[Recorded data]
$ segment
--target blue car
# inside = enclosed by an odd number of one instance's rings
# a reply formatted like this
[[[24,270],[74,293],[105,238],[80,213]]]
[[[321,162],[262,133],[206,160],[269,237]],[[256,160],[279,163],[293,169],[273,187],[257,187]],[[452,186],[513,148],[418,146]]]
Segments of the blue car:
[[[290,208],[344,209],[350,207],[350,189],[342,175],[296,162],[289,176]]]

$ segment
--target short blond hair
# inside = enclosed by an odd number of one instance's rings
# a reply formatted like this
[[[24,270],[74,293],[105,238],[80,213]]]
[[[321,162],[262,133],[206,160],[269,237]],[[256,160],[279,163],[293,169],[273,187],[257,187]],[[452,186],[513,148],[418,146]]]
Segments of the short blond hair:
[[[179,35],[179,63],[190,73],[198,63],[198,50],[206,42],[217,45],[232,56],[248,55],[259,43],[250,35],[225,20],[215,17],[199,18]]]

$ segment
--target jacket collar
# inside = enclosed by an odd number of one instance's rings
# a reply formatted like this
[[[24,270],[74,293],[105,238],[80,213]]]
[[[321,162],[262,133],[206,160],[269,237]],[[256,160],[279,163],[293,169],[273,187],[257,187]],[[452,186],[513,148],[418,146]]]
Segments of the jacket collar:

■ TASK DESCRIPTION
Each record above is to be written out again, without any change.

■ EXERCISE OUTPUT
$ segment
--target blue car
# inside = enclosed by an odd number of one instance's rings
# a reply formatted like this
[[[24,270],[74,293],[105,238],[80,213]]]
[[[321,162],[262,133],[206,160],[269,237]],[[256,160],[279,163],[293,169],[273,187],[257,187]],[[452,186],[513,148],[418,146]]]
Segments of the blue car:
[[[290,208],[344,209],[350,207],[350,189],[342,175],[296,162],[289,176]]]

$ segment
--target short blond hair
# inside = enclosed by an odd number of one instance's rings
# a reply formatted like this
[[[24,270],[74,293],[105,238],[80,213]]]
[[[321,162],[262,133],[206,160],[269,237]],[[256,160],[279,163],[293,169],[273,187],[257,187]],[[452,186],[513,148],[418,146]]]
Segments of the short blond hair:
[[[179,35],[179,63],[190,73],[198,63],[198,50],[206,42],[217,45],[232,56],[248,55],[259,43],[250,35],[225,20],[215,17],[199,18]]]

$ segment
--target jacket collar
# inside = enclosed by an odd number of one instance's rings
# a reply formatted like this
[[[24,270],[74,293],[105,238],[80,213]]]
[[[321,162],[262,133],[206,160],[269,237]],[[256,160],[279,163],[293,169],[273,187],[257,187]],[[452,186],[513,148],[418,146]]]
Segments of the jacket collar:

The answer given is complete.